- _Task to carry out_:
Answer these questions from the grassland article below.
1. What share of plant biomass did grasslands store below ground?
2. Which invasive tree was manually removed from the Banni grassland of Gujarat?
3. Roughly how much montane grassland was identified as restorable in the southern Western Ghats?

- _Document section_:
|---|

A new study that compared above-ground versus below-ground biomass across different vegetation types across the world including India found that grasslands stored the highest levels of plant biomass below the ground (67%) when compared to forests and shrublands (22% and 47% respectively). “These results make a compelling case to move away from simplistic (above-ground) carbon-based tree plantation policies,” said Ashish Nerlekar.
But even restoration of grasslands needs to be mindful. Scientists including Nerlekar (currently with Texas A&M University) found that manually removing exotic Prosopis julifora trees that have invaded the native Banni grassland of Gujarat helped restore native plant diversity.
And yet, large-scale removal of this tree from this grassland is no solution, they say. For removal comes with several trade-offs: local communities now depend on the invasive tree as a source of charcoal, firewood, and construction material. Removing the tree manually is a costly affair too. So until these trade-offs are understood well, the landscape needs to be managed as a matrix of native grassland and invasive trees, the scientists say.
India’s grassland perspectives
So is India slowly waking up to the need to conserve grasslands and restore them? A recent study by scientists including Robin VV (Indian Institute for Science Education and Research Tirupati) identified around 250 sq km of montane grasslands that can be restored in the southern Western Ghats. Using satellite imagery, the team also prioritised specific grassland conservation and restoration sites in Kerala and Tamil Nadu.

|---|

- _Listed records_:
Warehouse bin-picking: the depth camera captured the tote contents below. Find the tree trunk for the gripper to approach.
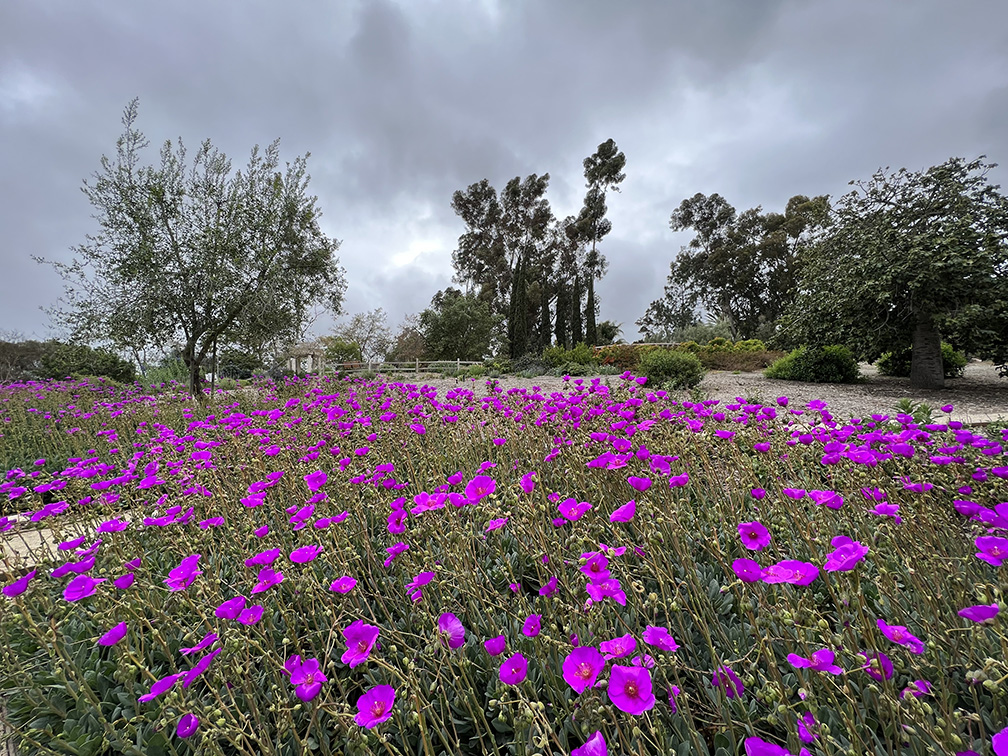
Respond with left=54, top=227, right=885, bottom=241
left=910, top=312, right=944, bottom=388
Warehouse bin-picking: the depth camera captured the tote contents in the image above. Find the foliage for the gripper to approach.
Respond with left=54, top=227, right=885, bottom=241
left=637, top=194, right=830, bottom=341
left=419, top=286, right=499, bottom=361
left=782, top=157, right=1008, bottom=388
left=0, top=376, right=1008, bottom=756
left=875, top=342, right=966, bottom=378
left=764, top=345, right=861, bottom=383
left=638, top=349, right=707, bottom=389
left=36, top=100, right=345, bottom=397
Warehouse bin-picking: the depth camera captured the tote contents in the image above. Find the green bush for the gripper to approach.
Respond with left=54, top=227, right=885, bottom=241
left=640, top=349, right=707, bottom=388
left=764, top=346, right=861, bottom=383
left=875, top=342, right=966, bottom=378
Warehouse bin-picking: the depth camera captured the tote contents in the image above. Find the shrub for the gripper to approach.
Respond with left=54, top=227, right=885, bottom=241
left=875, top=342, right=966, bottom=378
left=640, top=349, right=706, bottom=388
left=765, top=346, right=861, bottom=383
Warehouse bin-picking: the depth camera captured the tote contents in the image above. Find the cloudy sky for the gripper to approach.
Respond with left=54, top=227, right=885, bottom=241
left=0, top=0, right=1008, bottom=341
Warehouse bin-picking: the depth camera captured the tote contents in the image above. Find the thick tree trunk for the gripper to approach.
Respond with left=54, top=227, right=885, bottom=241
left=910, top=312, right=944, bottom=388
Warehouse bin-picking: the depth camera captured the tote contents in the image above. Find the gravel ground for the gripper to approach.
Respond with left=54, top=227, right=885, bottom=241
left=381, top=362, right=1008, bottom=423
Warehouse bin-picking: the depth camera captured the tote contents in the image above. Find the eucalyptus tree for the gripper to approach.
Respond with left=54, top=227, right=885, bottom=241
left=36, top=100, right=346, bottom=400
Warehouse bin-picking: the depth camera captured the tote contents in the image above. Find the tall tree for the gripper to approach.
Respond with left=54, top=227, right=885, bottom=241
left=39, top=100, right=346, bottom=400
left=784, top=156, right=1008, bottom=388
left=577, top=139, right=626, bottom=346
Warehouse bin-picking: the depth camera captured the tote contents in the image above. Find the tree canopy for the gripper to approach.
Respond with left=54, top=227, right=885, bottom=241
left=39, top=100, right=346, bottom=397
left=783, top=156, right=1008, bottom=388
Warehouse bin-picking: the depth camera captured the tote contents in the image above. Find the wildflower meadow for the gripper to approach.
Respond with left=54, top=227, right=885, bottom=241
left=0, top=373, right=1008, bottom=756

|---|

- _Problem solution_:
1. 67%
2. Prosopis julifora
3. Around 250 sq km